Things to do:
**a)** Reproduce the entries verbatim, from their first line through the line holding "[75,22,129,69]", with both of those lines included.
**b)** Continue the notebook on installing automathon and defining a DFA, beginning after its final line.

Provided passage:
+-------+

In [None]:
! pip install automathon

Collecting automathon
  Downloading automathon-0.0.15-py3-none-any.whl.metadata (6.8 kB)
Collecting graphviz==0.16 (from automathon)
  Downloading graphviz-0.16-py2.py3-none-any.whl.metadata (7.1 kB)
Downloading automathon-0.0.15-py3-none-any.whl (13 kB)
Downloading graphviz-0.16-py2.py3-none-any.whl (19 kB)
Installing collected packages: graphviz, automathon
  Attempting uninstall: graphviz
    Found existing installation: graphviz 0.21
    Uninstalling graphviz-0.21:
      Successfully uninstalled graphviz-0.21
Successfully installed automathon-0.0.15 graphviz-0.16


In [None]:
# Install automathon first: pip install automathon

from automathon import DFA

# DFA definition
# States: q0 (start), q1 (valid), q_dead (invalid)

+-------+

A data block:
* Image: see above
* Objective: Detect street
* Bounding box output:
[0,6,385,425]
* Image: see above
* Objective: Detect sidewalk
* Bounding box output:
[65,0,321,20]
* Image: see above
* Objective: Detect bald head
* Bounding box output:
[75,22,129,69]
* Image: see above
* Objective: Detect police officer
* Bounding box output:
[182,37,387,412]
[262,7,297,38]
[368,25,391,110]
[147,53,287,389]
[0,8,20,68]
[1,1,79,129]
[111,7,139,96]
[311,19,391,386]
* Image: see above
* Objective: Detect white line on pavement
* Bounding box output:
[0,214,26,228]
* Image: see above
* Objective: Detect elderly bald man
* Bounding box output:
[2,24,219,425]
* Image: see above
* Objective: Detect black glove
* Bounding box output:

+-------+

Answers to the exercises:
**a)**
* Image: see above
* Objective: Detect street
* Bounding box output:
[0,6,385,425]
* Image: see above
* Objective: Detect sidewalk
* Bounding box output:
[65,0,321,20]
* Image: see above
* Objective: Detect bald head
* Bounding box output:
[75,22,129,69]

**b)**
# Alphabet: lowercase letters a-z
# Transitions:
#   q0 --lowercase--> q1
#   q1 --lowercase--> q1
# Any other input -> q_dead

states = {'q0', 'q1'}
input_symbols = set('abcdefghijklmnopqrstuvwxyz')
transitions = {
    'q0': {ch: 'q1' for ch in input_symbols},
    'q1': {ch: 'q1' for ch in input_symbols}
}

# Start and final states
initial_state = 'q0'
final_states = {'q1'}

# Create DFA
dfa = DFA(states, input_symbols, transitions, initial_state, final_states)

# Function to check a word
def check_word(word):
    # First, reject if any char not lowercase a-z
    if not word or any(ch not in input_symbols for ch in word):
        return "Not Accepted"
    # Process in DFA
    if dfa.accept(word):
        return "Accepted"
    return "Not Accepted"

# Test cases
words = ["cat", "dog", "a", "zebra", "dog1", "1dog", "DogHouse", "Dog_house", " cats"]
for w in words:
    print(f"{w!r} -> {check_word(w)}")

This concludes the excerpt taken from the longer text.